# TASK GOAL:
Put the entries below into a two-column CSV headed instruction and output, with one row per entry giving its text and its answer, each in a single quoted field with line breaks replaced by spaces. Begin at the line that contains "Detect every white lexus" and stop after the line that contains "[[754, 274, 774, 447], [344, 257, 361, 450]]".
━━━
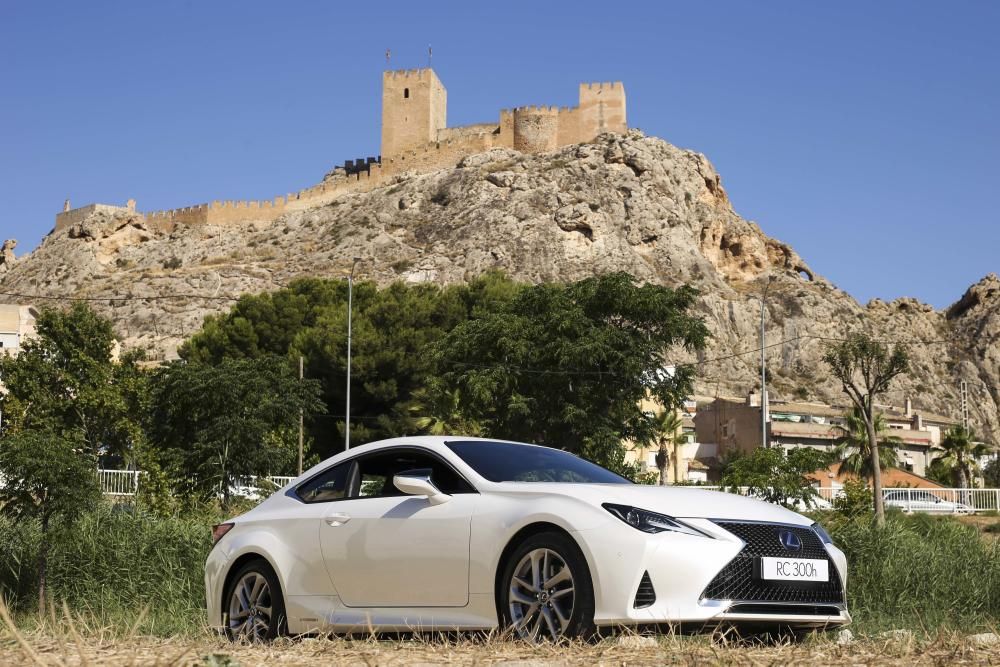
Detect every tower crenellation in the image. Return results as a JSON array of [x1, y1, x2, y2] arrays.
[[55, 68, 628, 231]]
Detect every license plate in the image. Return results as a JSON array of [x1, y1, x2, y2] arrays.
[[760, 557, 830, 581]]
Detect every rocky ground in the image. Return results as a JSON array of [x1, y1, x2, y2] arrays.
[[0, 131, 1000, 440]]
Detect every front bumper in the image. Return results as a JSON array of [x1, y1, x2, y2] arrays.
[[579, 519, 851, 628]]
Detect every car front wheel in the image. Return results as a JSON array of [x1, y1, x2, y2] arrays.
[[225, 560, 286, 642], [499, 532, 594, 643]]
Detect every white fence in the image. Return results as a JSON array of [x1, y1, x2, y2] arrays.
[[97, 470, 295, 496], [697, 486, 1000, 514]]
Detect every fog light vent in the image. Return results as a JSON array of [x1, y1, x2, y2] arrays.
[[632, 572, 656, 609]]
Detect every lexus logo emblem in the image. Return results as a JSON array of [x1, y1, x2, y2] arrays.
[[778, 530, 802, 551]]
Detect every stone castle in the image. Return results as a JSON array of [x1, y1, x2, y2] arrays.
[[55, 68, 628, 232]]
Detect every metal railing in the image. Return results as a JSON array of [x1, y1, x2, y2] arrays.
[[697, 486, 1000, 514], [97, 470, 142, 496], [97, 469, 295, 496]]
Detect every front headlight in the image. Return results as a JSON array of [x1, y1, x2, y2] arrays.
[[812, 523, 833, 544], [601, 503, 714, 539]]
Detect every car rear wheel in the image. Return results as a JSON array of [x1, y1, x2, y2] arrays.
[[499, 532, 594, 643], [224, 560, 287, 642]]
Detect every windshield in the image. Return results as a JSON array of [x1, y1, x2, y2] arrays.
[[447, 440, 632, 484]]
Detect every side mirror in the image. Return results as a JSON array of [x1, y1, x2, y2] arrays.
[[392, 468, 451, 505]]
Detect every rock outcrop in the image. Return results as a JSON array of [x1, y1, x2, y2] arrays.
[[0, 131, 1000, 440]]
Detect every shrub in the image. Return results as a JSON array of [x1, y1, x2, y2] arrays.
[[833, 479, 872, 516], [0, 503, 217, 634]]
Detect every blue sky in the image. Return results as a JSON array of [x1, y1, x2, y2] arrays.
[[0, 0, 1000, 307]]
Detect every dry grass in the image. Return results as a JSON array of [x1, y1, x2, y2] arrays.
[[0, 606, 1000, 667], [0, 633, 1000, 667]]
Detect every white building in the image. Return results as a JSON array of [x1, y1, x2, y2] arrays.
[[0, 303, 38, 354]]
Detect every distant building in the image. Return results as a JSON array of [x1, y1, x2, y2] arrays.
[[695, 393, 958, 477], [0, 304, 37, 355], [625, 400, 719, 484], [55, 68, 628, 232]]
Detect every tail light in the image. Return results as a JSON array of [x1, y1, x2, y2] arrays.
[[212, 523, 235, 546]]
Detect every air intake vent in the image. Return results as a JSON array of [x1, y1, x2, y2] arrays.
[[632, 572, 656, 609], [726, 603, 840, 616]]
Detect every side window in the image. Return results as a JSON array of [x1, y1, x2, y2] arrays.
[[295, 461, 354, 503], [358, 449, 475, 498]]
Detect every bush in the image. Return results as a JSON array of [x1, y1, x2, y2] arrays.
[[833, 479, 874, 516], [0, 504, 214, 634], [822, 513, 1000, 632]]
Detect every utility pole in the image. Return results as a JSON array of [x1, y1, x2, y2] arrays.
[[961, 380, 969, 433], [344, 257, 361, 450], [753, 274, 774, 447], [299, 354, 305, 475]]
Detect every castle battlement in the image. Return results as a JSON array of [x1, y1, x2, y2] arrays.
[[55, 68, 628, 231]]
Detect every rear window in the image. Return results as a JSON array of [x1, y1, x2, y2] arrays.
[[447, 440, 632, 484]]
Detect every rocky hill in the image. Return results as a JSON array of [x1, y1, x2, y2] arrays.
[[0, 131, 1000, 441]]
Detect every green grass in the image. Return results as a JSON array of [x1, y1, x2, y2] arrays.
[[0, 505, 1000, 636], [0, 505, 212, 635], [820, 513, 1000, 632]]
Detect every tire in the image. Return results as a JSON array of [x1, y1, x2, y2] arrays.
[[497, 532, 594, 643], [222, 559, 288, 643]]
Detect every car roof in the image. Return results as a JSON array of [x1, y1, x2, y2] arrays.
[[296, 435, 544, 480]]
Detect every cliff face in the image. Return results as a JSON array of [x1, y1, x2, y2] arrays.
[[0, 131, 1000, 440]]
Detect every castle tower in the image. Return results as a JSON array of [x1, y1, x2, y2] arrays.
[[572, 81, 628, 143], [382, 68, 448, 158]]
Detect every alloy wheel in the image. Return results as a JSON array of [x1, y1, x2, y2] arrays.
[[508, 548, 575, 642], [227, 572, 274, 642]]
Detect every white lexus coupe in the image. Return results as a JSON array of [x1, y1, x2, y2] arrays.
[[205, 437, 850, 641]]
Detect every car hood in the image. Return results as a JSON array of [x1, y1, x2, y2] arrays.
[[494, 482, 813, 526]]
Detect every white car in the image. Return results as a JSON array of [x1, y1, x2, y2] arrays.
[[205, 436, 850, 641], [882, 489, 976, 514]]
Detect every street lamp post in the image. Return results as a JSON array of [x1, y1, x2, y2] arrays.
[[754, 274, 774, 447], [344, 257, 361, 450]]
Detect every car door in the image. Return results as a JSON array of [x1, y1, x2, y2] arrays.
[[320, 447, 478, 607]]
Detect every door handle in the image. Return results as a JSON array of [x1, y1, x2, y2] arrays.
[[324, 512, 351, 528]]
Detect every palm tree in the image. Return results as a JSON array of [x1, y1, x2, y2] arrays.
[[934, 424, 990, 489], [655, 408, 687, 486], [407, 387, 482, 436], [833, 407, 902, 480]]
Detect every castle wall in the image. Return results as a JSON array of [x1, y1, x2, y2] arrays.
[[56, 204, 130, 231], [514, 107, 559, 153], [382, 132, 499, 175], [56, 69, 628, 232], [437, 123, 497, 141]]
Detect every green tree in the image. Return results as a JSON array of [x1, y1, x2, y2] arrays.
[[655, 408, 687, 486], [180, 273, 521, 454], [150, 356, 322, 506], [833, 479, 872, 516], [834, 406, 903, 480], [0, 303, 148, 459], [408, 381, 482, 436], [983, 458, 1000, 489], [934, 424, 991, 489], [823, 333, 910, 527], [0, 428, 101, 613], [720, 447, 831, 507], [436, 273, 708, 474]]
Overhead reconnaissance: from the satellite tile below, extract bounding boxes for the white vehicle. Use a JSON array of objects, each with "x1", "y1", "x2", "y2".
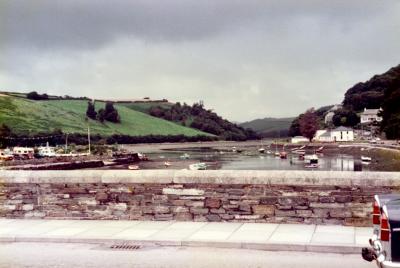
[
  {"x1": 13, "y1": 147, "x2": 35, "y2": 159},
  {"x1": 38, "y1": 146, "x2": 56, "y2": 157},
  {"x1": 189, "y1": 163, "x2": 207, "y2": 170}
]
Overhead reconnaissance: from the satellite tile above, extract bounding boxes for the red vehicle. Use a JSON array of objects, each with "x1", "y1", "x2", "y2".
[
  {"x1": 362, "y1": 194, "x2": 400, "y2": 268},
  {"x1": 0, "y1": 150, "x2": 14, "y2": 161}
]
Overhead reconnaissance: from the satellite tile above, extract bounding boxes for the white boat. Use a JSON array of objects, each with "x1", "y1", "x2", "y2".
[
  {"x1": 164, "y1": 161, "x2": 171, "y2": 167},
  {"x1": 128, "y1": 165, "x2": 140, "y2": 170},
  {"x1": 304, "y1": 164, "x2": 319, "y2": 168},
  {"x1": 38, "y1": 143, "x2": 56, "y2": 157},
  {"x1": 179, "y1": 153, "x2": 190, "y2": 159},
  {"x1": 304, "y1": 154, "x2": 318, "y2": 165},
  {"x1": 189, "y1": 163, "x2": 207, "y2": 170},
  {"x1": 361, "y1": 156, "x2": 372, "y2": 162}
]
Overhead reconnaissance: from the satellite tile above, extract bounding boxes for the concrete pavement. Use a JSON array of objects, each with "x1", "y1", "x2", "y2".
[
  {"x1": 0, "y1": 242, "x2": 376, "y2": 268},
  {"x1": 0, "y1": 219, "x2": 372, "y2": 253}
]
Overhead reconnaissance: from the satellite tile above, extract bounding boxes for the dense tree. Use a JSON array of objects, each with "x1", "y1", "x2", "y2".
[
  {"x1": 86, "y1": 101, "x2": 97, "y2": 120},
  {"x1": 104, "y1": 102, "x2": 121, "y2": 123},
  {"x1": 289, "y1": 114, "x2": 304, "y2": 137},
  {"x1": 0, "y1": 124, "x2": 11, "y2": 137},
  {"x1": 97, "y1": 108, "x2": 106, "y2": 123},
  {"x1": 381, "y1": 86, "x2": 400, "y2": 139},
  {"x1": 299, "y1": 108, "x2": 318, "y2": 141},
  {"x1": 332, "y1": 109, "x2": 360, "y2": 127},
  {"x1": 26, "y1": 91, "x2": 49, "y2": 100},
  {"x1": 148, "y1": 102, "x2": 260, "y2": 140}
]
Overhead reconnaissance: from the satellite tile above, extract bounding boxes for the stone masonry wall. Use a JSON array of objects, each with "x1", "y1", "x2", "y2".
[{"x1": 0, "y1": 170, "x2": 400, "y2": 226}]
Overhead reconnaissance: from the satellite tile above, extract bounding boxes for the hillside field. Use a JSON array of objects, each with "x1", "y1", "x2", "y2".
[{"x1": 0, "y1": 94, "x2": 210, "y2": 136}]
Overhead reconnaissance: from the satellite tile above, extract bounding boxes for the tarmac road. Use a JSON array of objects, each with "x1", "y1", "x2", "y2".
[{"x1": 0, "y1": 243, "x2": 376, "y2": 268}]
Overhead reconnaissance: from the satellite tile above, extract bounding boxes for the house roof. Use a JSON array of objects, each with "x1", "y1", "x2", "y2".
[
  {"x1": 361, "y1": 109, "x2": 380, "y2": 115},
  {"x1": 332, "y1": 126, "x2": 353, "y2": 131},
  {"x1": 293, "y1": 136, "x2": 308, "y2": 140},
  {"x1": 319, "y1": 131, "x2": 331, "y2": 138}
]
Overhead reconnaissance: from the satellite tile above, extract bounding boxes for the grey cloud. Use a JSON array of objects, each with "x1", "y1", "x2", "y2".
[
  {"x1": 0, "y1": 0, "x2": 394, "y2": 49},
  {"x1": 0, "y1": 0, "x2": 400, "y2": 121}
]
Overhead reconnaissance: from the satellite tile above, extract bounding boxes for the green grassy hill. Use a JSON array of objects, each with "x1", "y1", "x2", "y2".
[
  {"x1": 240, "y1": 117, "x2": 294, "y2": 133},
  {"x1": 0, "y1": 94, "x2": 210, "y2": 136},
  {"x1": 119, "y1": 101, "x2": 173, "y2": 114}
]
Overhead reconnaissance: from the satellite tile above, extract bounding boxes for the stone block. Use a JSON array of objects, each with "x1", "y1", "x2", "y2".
━━━
# SOLUTION TO THIS PROBLEM:
instruction,output
"Detect every white lexus coupe in the image. Return results as a JSON array of [x1, y1, x2, y2] arrays.","[[205, 437, 850, 641]]"
"Detect every car hood in the image. Return results as a JSON array of [x1, y1, x2, y2] arrays.","[[494, 482, 813, 526]]"
"Detect every white car in the image. Return results as a JSON array of [x1, y1, x2, y2] arrays.","[[205, 436, 850, 641], [882, 489, 976, 514]]"
"Detect every street lamp post in the image. Return results as a JSON array of [x1, y1, x2, y2] arrays.","[[754, 274, 774, 447], [344, 257, 361, 450]]"